_Task description_
Please restate the listing below in full, word for word.

_Provided data_

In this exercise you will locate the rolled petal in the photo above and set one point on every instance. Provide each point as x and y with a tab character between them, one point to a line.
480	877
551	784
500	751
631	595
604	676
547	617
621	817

_Result_
In this exercise you will locate the rolled petal in the photo above and set one point on every instance. Provide each point as x and y with a tab character between them, one point to a line.
480	877
551	784
500	751
631	595
604	676
547	617
621	817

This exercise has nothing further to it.